Liebe Jünger-Freunde,

in der "Jungen Freiheit" vom 23. Februar 2007 findet sich nachstehender Beitrag 
zu Jünger. Autor ist Rainer Hackel, zu ihm vgl. Siebzig verweht III (5. Oktober 
1985: der "Anonymus"), IV (30. März 1988) und Band V (28. Oktober 1992).
Schöne Grüsse rundum,
Ihr / Euer
tw



S. 15 KULTUR

Rainer Hackel : Scheitern als Chance
Die Kunst der Niederlage: Zum Todestag Ernst Jüngers


Als Ernst Jünger 1982 den Goethe-Preis der Stadt Frankfurt am Main erhielt, 
wurde er von seinen Gegnern als Kriegsverherrlicher, Antisemit und Wegbereiter 
des Faschismus angeprangert. In Frankreich dagegen hatte man Jünger schon 
länger als kühlen Zeitdiagnostiker und großen Stilisten geschätzt.

Die damaligen Proteste vor der Paulskirche und in den Medien standen auch im 
Widerspruch zum Stand der literaturwissenschaftlichen Forschung, denn Karl 
Heinz Bohrer hatte in seinem 1978 erschienenen Buch „Ästhetik des 
Schreckens“ gezeigt, daß Jüngers Frühwerk in der produktiven 
Auseinandersetzung mit Autoren der Décadence wie Poe, Rimbaud, Huysmans und 
Baudelaire entstanden ist und kulturkritische Relevanz besitzt. Bohrers 
Unterfangen, Jünger als Repräsentanten der literarischen Moderne zu 
interpretieren, leitete einen Paradigmenwechsel in der Beurteilung des 
Schriftstellers ein. Dem folgte nicht nur Martin Meyer mit seiner 1990 
veröffentlichten Monographie über Jünger, sondern auch die Autoren des Bandes 
„Ernst Jünger. Politik-Mythos-Kunst“ schließen sich in 
differenzierter Weise der neuen Deutung an.

Der bei de Gruyter erschienene und von dem Literaturwissenschaftler Lutz 
Hagestedt (46) herausgegebene Sammelband enthält die Beiträge des im November 
2002 in Marburg abgehaltenen internationalen Ernst-Jünger-Symposiums. Die 
Autoren setzen sich mit einzelnen Werken des am 17. Februar 1998 verstorbenen 
Jahrhundertschriftstellers auseinander, vergleichen Jünger mit anderen 
zeitgenössischen Schriftstellern wie Gottfried Benn und Bert Brecht oder 
versuchen, die Kontinuität von Grundmotiven und Gedankenfiguren im Gesamtwerk 
Jüngers nachzuweisen.
******
◆ AUSZUFÜHRENDE SCHRITTE
1 - Schreiben Sie aus dem Text über Ernst Jünger den Abschnitt zwischen „Rainer Hackel : Scheitern“ und „großen Stilisten geschätzt.“ wortgetreu ab, beide Stellen eingeschlossen.
2 - Schreiben Sie den Text über Ernst Jünger im Anschluss an seinen letzten Satz weiter.
Die anschließenden Daten werden für die Bearbeitung nicht benötigt.

◆ VORLIEGENDE DATEN
******
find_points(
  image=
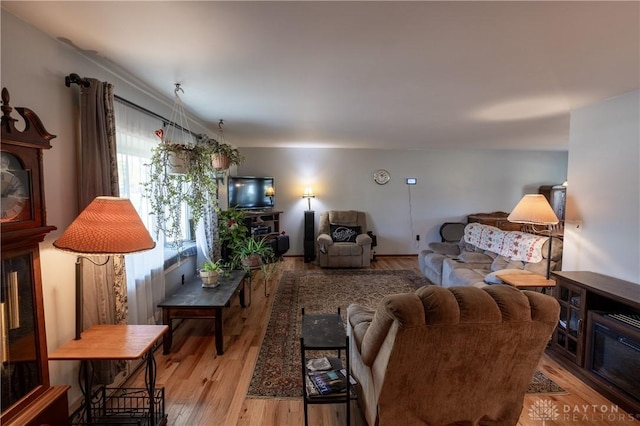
******
◆ ERGEBNISSE JE AUFGABE
1 -
Rainer Hackel : Scheitern als Chance
Die Kunst der Niederlage: Zum Todestag Ernst Jüngers


Als Ernst Jünger 1982 den Goethe-Preis der Stadt Frankfurt am Main erhielt, 
wurde er von seinen Gegnern als Kriegsverherrlicher, Antisemit und Wegbereiter 
des Faschismus angeprangert. In Frankreich dagegen hatte man Jünger schon 
länger als kühlen Zeitdiagnostiker und großen Stilisten geschätzt.

2 -
Uneins sind sich die Autoren in der Frage nach der Aktualität von Jüngers 
Autorschaft. Während Tom Kindt und Hans-Harald Müller zu dem Schluß gelangen, 
daß Jünger „uns nicht mehr viel zu sagen hat“, weist Karl Prümm 
darauf hin, daß Jünger in der neueren Medientheorie nicht nur höchst präsent 
ist, sondern sogar „zum Kronzeugen der heraufziehenden Medienmoderne und 
zur Stifterfigur eines ganz spezifischen Mediendenkens erhoben“ wird, das 
durch Autoren wie Paul Virilio, Norbert Bolz und Friedrich Kittler 
repräsentiert werde. Der französische Philosoph Virilio etwa bezieht sich bei 
seiner Analyse der visuellen Gewalt moderner Medien ausdrücklich auf Jüngers 
„In Stahlgewittern“.

Ernst Jüngers Tagebücher, Essays, Romane und Erzählungen enthalten eine schier 
unüberschaubare Fülle an Beobachtungen, Einsichten, Reflexionen, Perspektiven 
und Figuren. Dennoch gelingt es den Autoren aufzuzeigen, daß Jüngers Gesamtwerk 
von wiederkehrenden Gedankenfiguren durchzogen ist.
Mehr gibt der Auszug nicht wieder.